**Written request:** Put the rows from the line containing "I'd appreciate your help finding the tree" through the line containing "[662,136,703,186]" into a two-column CSV with the headers text and answer, one line per row. Enclose each field in quotes and turn any line breaks inside a field into spaces.

-- START Input records --

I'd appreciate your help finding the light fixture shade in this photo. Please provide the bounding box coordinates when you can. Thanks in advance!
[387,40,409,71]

-- END Input records --
-- START Input records --

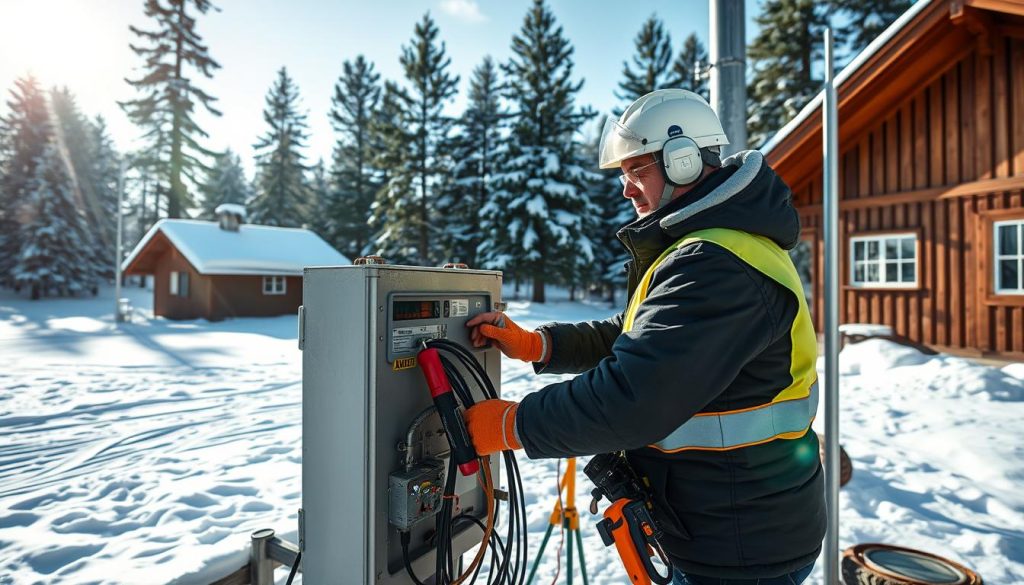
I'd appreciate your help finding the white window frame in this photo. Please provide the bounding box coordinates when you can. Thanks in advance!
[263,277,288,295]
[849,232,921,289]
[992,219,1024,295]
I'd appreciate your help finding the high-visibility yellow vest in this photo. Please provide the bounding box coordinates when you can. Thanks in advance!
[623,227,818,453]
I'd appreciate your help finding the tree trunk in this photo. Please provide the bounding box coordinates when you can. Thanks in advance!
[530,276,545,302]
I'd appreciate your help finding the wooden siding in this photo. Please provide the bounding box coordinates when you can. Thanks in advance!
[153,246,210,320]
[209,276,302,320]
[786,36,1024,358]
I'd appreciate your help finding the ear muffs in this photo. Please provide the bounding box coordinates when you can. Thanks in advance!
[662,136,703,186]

-- END Input records --

**Answer below:**
text,answer
"I'd appreciate your help finding the tree trunk in this photo. Please provide the bounding box coordinates when you can. Thanks in advance!","[530,276,545,302]"
"I'd appreciate your help finding the wooden siding in this photo. Please provide the bounding box coordinates when you can. Thanks in advance!","[153,246,210,320] [209,276,302,320] [786,36,1024,358]"
"I'd appreciate your help finding the ear muffs in this photo. Please provide the bounding box coordinates when you can. Thanks in advance!","[662,136,703,186]"